» **Required tasks**:
**A.** In the passage about caregivers, list each feeling the writer describes with the words "I felt," along with when the writer says it happened.
**B.** Write a continuation of the passage about caregivers, starting right after its last sentence.

» **Source text**:
Dec 07, 2012 - 7:20 pm
I would like to say some things about caregivers, especially mine. Being a caregiver to someone who has cancer has to be one of the toughest things in the world. My caregiver, my husband, was absolutely the best caregiver in the world. It was truly a fact that I didn’t have cancer, WE had cancer. He was there beside me every step of the way, never missing a single doctor’s appointment or chemo treatment. He would have gone to the radiation room with me if they would have allowed him. He never left my side when I had my surgery except when I was in ICU and they would only let him see me at visiting hours. He had a cot in my step-down room and stayed every night.
How he tolerated me at times, I honestly don’t know. I was not always the most pleasant of people. I felt sick from the treatment before surgery—couldn’t even stand the smell of a baking potato. I felt scared out of my mind right before surgery. I felt depressed post-op, when I began to wonder if I would ever come back from the Ivor-Lewis surgery. No matter what my attitude, he was always there, encouraging me, pushing me, making me get up and walk no matter how much I grumbled at him about it, getting me out of the house to just ride around. When I couldn’t sleep, he sat up with me. When I cried, he held me. And, yes, when I was acting like a total witch (feel free to start that word with a b), he just kept on hugging and loving me. When I finally managed to eat my first real meal and keep it down, he was my biggest cheerleader.

Items from a dataset
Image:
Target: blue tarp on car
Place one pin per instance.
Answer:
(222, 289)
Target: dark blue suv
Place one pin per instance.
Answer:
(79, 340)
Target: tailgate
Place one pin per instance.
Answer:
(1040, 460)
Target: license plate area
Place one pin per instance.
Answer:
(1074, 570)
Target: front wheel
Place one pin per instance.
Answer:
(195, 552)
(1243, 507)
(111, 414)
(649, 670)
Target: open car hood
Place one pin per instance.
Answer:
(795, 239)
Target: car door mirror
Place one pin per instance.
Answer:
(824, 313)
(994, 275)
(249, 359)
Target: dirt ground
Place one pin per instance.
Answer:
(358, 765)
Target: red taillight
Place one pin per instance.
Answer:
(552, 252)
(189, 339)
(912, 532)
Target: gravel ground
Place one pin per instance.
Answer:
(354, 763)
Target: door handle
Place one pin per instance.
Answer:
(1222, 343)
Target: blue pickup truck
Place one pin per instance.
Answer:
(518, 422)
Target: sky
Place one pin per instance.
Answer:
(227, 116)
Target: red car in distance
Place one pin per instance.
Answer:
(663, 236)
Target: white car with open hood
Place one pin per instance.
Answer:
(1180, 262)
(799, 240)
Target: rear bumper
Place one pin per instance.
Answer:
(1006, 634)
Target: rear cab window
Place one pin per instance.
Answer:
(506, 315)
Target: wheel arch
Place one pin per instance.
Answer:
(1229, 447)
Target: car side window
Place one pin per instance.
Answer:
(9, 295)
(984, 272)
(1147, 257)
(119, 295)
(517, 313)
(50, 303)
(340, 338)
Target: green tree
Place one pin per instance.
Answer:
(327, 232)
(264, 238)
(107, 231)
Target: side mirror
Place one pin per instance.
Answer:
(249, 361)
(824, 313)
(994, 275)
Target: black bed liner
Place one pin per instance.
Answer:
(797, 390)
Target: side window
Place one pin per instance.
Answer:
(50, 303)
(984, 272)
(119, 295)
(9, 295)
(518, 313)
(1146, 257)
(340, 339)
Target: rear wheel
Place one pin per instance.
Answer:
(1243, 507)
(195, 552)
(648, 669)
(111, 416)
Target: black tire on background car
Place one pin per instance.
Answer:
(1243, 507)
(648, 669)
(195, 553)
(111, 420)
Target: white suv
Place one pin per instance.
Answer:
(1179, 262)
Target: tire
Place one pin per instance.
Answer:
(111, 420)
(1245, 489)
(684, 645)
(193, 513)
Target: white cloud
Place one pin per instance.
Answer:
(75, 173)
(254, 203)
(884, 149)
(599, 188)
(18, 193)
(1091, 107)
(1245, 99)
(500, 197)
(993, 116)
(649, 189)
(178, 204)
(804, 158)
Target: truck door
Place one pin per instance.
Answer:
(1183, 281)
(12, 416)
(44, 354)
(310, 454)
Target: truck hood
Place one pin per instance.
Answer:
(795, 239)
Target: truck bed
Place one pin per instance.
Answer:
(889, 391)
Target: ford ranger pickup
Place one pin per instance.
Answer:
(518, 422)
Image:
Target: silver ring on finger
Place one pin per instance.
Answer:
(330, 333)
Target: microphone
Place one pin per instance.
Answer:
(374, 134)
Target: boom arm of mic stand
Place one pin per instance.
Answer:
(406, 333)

» **Answers to the tasks**:
**A.**
- Sick, from the treatment before surgery
- Scared out of my mind, right before surgery
- Depressed, post-op

**B.**
He screened my calls, dealing with everything from insurance to work issues. He kept up with my meds, of which there were tons. He kept up with my massive numbers of appointments. In short, he took the total load off my shoulders so that I could focus all of my energy on fighting cancer. To put it simply, he was my rock.
As I said, caregivers are very special. I hope each and every caregiver is appreciated for all they do. I honestly can’t think of a tougher role.